## [BRIEF]
Update the entries below by changing each occurrence of "marker" to "pin" and reproducing all other text unchanged.

## [SOURCE MATERIAL]

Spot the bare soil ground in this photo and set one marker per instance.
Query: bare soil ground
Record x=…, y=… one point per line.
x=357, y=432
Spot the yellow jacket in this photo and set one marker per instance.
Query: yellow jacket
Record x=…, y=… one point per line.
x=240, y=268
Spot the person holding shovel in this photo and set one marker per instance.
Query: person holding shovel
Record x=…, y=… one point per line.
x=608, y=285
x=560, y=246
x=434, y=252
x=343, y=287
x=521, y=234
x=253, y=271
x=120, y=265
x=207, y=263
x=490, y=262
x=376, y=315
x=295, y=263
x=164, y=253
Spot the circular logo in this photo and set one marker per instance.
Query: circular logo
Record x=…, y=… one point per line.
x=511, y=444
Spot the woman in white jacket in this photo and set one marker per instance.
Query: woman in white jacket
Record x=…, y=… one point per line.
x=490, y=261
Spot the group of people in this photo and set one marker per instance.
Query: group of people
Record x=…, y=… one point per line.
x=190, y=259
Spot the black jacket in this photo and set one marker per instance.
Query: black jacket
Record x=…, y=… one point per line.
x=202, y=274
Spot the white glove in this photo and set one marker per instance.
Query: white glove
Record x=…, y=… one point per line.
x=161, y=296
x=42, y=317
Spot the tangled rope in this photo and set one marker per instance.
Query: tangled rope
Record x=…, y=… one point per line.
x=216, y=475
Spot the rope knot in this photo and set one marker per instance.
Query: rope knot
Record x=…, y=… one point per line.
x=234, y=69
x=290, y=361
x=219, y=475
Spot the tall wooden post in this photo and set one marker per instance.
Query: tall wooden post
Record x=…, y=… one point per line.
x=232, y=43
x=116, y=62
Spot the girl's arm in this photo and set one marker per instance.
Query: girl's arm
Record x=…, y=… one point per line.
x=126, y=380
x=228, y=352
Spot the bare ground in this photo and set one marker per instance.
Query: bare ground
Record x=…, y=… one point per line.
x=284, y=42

## [RESPONSE]
Spot the bare soil ground in this photo and set one pin per instance.
Query: bare soil ground
Record x=…, y=… one point per line.
x=357, y=432
Spot the yellow jacket in this photo and set one pin per instance.
Query: yellow jacket
Record x=…, y=… one point per line.
x=240, y=268
Spot the person holding shovel in this photo and set one pin per instance.
Query: person holding shovel
Record x=…, y=… one point per line.
x=608, y=285
x=560, y=246
x=434, y=252
x=343, y=287
x=521, y=234
x=253, y=271
x=120, y=265
x=207, y=263
x=490, y=262
x=376, y=315
x=295, y=263
x=164, y=253
Spot the circular logo in this photo and set one pin per instance.
Query: circular logo
Record x=…, y=… one point per line.
x=511, y=444
Spot the woman in white jacket in this photo and set one pin per instance.
Query: woman in white jacket
Record x=…, y=… one point per line.
x=490, y=261
Spot the group of people in this photo and set one pin per instance.
Query: group of people
Record x=…, y=… one point per line.
x=190, y=259
Spot the black jacket in this photo and set one pin per instance.
Query: black jacket
Record x=…, y=… one point per line.
x=202, y=274
Spot the white glove in this photo and set one pin per instance.
Query: white glove
Record x=…, y=… one point per line.
x=161, y=296
x=42, y=317
Spot the tangled rope in this photo and set one pin per instance.
Query: tangled rope
Record x=…, y=… one point per line.
x=216, y=475
Spot the rope knot in this photo and set one pin per instance.
Query: rope knot
Record x=…, y=… one point per line.
x=234, y=69
x=290, y=361
x=219, y=475
Spot the tall wooden post in this photo and set one pin per instance.
Query: tall wooden post
Record x=…, y=… one point per line.
x=232, y=43
x=116, y=62
Spot the girl's arm in this photo and set one pin per instance.
Query: girl's arm
Record x=…, y=… one point per line.
x=126, y=380
x=228, y=352
Spot the bare ground in this photo and set one pin per instance.
Query: bare ground
Record x=…, y=… one point per line.
x=284, y=42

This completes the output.